- [TASK REQUIREMENTS]:
[1] Please list every heading in the article on POPI and social media.
[2] According to the article on POPI and social media, what should happen when a customer exposes personal information on a customer service page?
[3] Copy word for word the stretch of the article on POPI and social media from "Whose data is" through "the data thereafter.".

- [SELECTED EXTRACT]:

_ _ _ _ _ _ _

Don’t get too personal 

How times have changed. Social media marketing has evolved from being a bit of fun on the side to an absolute must-have for all businesses that want to remain relevant. Social media isn’t just fun and games, though: it gives you access to personal information like never before. The big question is how the rules of POPI apply when using social media for marketing and client service platforms.

Last year we published a blog on Social Media in Financial Services which serves as a good intro to this article. This month we dive into the details of how POPI in particular should impact your social media use.

Whose data is it anyway?

The main impact that POPI has on your social media activities is that all data collected from the various platforms is governed by the Act, even though the information was publicly available. If, for instance, you grab a client’s phone number from LinkedIn to implement his or her investment, you will be obliged to protect the data thereafter.   

P is for Privacy (and Policy)

Some customers unwisely expose their personal information such as their identity numbers on customer service pages. It’s essential to remove the information immediately when this happens and start up a personal conversation by phone or email. The process of switching to a private conversation needs to be very clearly incorporated into your company’s social media policy. And, if a third party such as an ad agency manages your social media pages, it’s essential that they’re aware of the Act and abide by the principles of privacy.

_ _ _ _ _ _ _

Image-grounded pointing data
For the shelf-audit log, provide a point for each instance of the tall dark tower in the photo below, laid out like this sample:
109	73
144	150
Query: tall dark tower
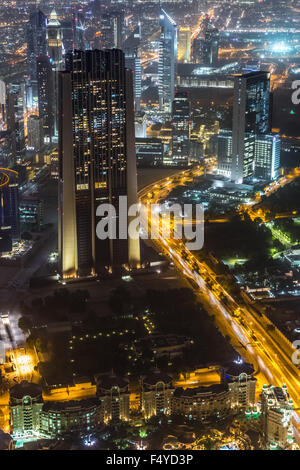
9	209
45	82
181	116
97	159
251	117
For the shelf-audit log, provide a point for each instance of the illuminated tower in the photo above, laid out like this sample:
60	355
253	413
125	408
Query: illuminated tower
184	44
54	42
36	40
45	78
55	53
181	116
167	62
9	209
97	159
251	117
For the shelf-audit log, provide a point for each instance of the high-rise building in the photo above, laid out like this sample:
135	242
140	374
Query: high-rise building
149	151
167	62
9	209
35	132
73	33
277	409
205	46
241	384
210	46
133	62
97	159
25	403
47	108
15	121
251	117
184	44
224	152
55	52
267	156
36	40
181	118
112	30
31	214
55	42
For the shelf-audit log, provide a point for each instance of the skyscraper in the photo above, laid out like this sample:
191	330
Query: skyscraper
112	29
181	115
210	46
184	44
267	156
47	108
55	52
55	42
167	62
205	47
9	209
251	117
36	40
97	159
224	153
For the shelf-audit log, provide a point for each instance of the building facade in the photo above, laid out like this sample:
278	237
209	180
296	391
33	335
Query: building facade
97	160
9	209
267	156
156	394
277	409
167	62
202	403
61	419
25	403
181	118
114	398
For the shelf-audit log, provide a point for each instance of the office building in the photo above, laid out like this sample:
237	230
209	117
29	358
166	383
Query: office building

_ _ _ _ _ _ _

- [SOLUTIONS]:
[1]
Don’t get too personal
Whose data is it anyway?
P is for Privacy (and Policy)

[2] The information should be removed immediately and a personal conversation started by phone or email.

[3]
Whose data is it anyway?

The main impact that POPI has on your social media activities is that all data collected from the various platforms is governed by the Act, even though the information was publicly available. If, for instance, you grab a client’s phone number from LinkedIn to implement his or her investment, you will be obliged to protect the data thereafter.